Texte fourni:
────────

Et le chroniqueur économique du Monde, Éric Le Boucher, n'ayant pourtant pas une réputation de gauchiste ni même d'altermondialiste, de s'enflammer : « (Les banques) empruntent des milliards aux banques centrales et, saisies d'horribles craintes sur leur propre santé et sur celle de leurs consœurs, elles refusent de se prêter entre elles »... « Des gens si bien payés ont fait des bêtises, ils ne méritent aucune impunité. Ils doivent nettoyer leurs écuries, estimer dès maintenant l'ampleur de leurs pertes, le dire, reprendre les crédits normaux à l'économie réelle et prendre les moyens pour s'interdire de recommencer. Sinon, il faudra le leur imposer » (Le Monde du 9-10 septembre 2007).
Bien entendu, même dans leur indignation, ces gens-là ne se posent pas en adversaires du capitalisme. Au contraire, ils souhaitent l'améliorer, rendre son fonctionnement moins cahotique. Lorsqu'ils proposent une autre politique économique, c'est à la bourgeoisie qu'ils la proposent.
Mais les altermondialistes aussi, même si le ton de leurs critiques peut être différent.

────────

Entrées:
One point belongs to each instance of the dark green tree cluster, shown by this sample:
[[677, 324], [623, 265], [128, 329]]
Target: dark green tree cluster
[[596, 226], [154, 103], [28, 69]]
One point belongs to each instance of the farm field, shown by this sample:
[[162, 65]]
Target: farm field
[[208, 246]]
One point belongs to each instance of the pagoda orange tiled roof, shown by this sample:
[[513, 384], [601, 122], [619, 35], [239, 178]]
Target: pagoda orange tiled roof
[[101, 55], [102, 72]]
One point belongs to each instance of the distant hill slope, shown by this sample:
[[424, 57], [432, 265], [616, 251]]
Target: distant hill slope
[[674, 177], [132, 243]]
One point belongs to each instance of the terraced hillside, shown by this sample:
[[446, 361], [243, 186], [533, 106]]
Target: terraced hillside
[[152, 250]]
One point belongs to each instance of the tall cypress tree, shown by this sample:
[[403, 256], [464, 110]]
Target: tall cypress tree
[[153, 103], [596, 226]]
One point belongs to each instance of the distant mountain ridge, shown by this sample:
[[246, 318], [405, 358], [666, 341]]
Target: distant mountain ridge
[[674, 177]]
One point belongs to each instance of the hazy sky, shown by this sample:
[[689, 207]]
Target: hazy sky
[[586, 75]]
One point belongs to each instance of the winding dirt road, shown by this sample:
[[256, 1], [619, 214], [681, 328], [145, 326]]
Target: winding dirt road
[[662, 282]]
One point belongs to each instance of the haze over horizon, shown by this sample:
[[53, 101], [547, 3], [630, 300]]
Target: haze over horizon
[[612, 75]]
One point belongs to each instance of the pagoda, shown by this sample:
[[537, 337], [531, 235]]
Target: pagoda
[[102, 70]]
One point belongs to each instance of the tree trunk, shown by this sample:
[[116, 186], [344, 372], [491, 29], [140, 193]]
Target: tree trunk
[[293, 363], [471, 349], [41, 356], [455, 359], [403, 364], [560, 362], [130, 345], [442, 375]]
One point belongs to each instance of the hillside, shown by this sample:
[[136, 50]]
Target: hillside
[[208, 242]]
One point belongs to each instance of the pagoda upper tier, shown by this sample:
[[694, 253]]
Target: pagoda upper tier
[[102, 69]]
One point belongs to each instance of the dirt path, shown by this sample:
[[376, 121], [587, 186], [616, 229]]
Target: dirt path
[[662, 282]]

────────

Liste des tâches:
1) Dans le texte sur la crise bancaire, à qui ces gens-là proposent-ils une autre politique économique ?
2) Continuez le texte sur la crise bancaire après sa dernière phrase.

Réponses aux tâches:
1) À la bourgeoisie.

2)
L'auteur de l'article déjà cité du Monde diplomatique, aux sympathies altermondialistes visibles, a publié sur son site Internet un complément à son article, sous le titre : « Comment protéger l'économie réelle ? » : « Disons d'emblée clairement les choses : la véritable solution en la matière, celle qui doit impérativement demeurer à l'horizon d'une politique alternative, consistera à fermer pour de bon le casino et à mettre les roulettes au feu ». Comment ? Par le « découplage entre sphère réelle et sphère financière », en pratiquant par exemple « un taux (d'intérêt) pour l'économie réelle, un taux pour les amateurs de montagnes russes spéculatives ». Et de citer avec nostalgie les dispositifs mis en place aux États-Unis lors du New Deal, séparant les banques commerciales des banques d'investissement, « avec interdiction formelle aux premières de s'aventurer dans le champ des secondes et réciproquement ».
Stiglitz, de son côté, prône « la réforme du système de réserve mondial », « le commerce équitable », « réduire le champ de la corruption ». Alors que certains d'entre eux souhaitent clairement que des États prennent des mesures de régulation, voire protectionnistes, d'autres se contentent de faire appel à l'autodiscipline, à la conscience de la bourgeoisie capitaliste de ses intérêts généraux.
Mais, même dans le cadre de la démarche qui est la leur, ils se heurtent à cette réalité de l'économie capitaliste que Lénine avait résumée dans cette formule : « Un capitaliste est prêt à vendre la corde pour le pendre ».
Le moteur et la limite du fonctionnement capitaliste de l'économie sont le profit individuel. On a vu que, même dans la crise actuelle, tout le monde savait que la spéculation immobilière conduisait à la catastrophe. Une multitude de dictons dans le milieu boursier reprennent l'idée que « les arbres ne montent pas jusqu'au ciel ». Mais l'intérêt collectif de sa classe a rarement empêché un capitaliste individuel de se dire « après moi, le déluge » et d'essayer d'engranger jusqu'au dernier euro ou dollar du dernier coup spéculatif qui précède l'effondrement.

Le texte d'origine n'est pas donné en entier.